→ **Texto mostrado**
<<<<
A causa de un feliz accidente “descubrí” que Netflix alberga tres películas de Patricio Guzmán, el realizador chileno del mítico documental La batalla de Chile (1975-1979). El hallazgo, me parece, merece atención porque su presencia en esta plataforma de streaming es verdaderamente extraordinaria, es plausible porque el cine de Guzmán por lo general está ausente de la cartelera comercial, incluso de las llamadas “Salas de arte”, en las que se proyectan las mal llamadas “películas de arte” (etiqueta bajo la cual se condena, casi a la indiferencia, a propuestas que no se ajustan a los parámetros del cine convencional: no son estruendosas y a veces tienen la gran ambición y la osadía de demandar que el espectador piense). El caso es que en la programación de la mentada plataforma aparecen: El botón de nácar (2015), La cordillera de los sueños (2019) y Nostalgia por la luz (2010).
>>>>
→ **Tareas del ejercicio**
1. Extrae del texto sobre Patricio Guzmán el fragmento que va de "A causa de un" a "la luz (2010).".
2. Según el texto sobre Patricio Guzmán, ¿en qué año se estrenó La cordillera de los sueños?
3. Prosigue el texto sobre las películas de Patricio Guzmán en Netflix a partir de su última oración.

→ **Extracto de datos**
<<<<
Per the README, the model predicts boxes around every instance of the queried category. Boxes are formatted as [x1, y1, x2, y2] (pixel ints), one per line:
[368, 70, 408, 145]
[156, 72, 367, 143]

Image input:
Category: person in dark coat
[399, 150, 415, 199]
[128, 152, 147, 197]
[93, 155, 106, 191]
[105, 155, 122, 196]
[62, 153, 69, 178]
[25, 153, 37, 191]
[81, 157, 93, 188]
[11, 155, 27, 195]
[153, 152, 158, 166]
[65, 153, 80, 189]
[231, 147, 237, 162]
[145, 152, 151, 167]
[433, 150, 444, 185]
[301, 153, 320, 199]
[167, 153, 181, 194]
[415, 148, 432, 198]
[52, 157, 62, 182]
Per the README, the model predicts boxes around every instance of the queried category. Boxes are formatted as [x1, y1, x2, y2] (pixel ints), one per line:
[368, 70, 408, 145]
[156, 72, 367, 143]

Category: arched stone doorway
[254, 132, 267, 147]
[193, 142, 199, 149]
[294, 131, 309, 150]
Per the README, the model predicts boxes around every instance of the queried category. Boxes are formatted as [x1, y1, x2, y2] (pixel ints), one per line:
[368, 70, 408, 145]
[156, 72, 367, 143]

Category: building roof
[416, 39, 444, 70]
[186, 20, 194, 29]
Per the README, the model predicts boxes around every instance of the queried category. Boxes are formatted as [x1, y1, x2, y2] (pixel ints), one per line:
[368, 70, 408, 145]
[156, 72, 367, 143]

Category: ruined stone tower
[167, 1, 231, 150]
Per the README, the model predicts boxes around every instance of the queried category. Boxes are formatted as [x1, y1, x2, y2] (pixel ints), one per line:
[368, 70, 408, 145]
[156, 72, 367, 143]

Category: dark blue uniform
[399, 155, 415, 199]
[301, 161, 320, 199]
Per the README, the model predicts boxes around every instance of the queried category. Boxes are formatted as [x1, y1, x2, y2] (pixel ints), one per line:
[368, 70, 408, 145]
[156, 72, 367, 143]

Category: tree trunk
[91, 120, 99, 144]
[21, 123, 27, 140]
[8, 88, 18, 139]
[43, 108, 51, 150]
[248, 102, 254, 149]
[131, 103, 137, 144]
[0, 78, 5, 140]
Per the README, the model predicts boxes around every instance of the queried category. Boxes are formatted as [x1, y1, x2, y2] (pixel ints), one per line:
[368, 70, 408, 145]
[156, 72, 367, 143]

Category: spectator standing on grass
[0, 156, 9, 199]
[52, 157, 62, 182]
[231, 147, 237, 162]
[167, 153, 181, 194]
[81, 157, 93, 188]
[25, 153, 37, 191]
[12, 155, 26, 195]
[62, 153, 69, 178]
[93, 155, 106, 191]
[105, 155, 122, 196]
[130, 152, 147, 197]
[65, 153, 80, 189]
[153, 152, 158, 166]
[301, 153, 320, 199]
>>>>
→ **Respuestas por tarea**
1.
A causa de un feliz accidente “descubrí” que Netflix alberga tres películas de Patricio Guzmán, el realizador chileno del mítico documental La batalla de Chile (1975-1979). El hallazgo, me parece, merece atención porque su presencia en esta plataforma de streaming es verdaderamente extraordinaria, es plausible porque el cine de Guzmán por lo general está ausente de la cartelera comercial, incluso de las llamadas “Salas de arte”, en las que se proyectan las mal llamadas “películas de arte” (etiqueta bajo la cual se condena, casi a la indiferencia, a propuestas que no se ajustan a los parámetros del cine convencional: no son estruendosas y a veces tienen la gran ambición y la osadía de demandar que el espectador piense). El caso es que en la programación de la mentada plataforma aparecen: El botón de nácar (2015), La cordillera de los sueños (2019) y Nostalgia por la luz (2010).

2. En 2019.

3.
Los documentales de Guzmán caben en la modalidad que Bill Nichols –uno de los grandes teóricos del arte de la no ficción– denomina participativa. En ésta, como en las películas del chileno, el realizador es también narrador; es una especie de guía que, detrás de cámara, dialoga con sus personajes y él mismo se convierte en uno. Asimismo, suele utilizar material de archivo para apoyar su relato. El cine, así, se convierte en una herramienta personal, pertinente para objetivar la subjetividad. Guzmán lleva a cabo una labor de inteligencia, es decir, establece nexos entre elementos hasta entonces dispersos y sin conexión aparente: en sus manos el documental es una herramienta relacional (y su forma de concebirlo lo relacionaría con Werner Herzog). En sus proyectos es posible constatar cómo va de lo macro a lo micro, de la geografía a la historia, y de la cosa pública a la intimidad, para establecer puentes que invariablemente –inevitablemente– pasan por un gran tema y un gran evento que sacudió la vida y obra del cineasta: Chile y el golpe militar del 11 de septiembre de 1973.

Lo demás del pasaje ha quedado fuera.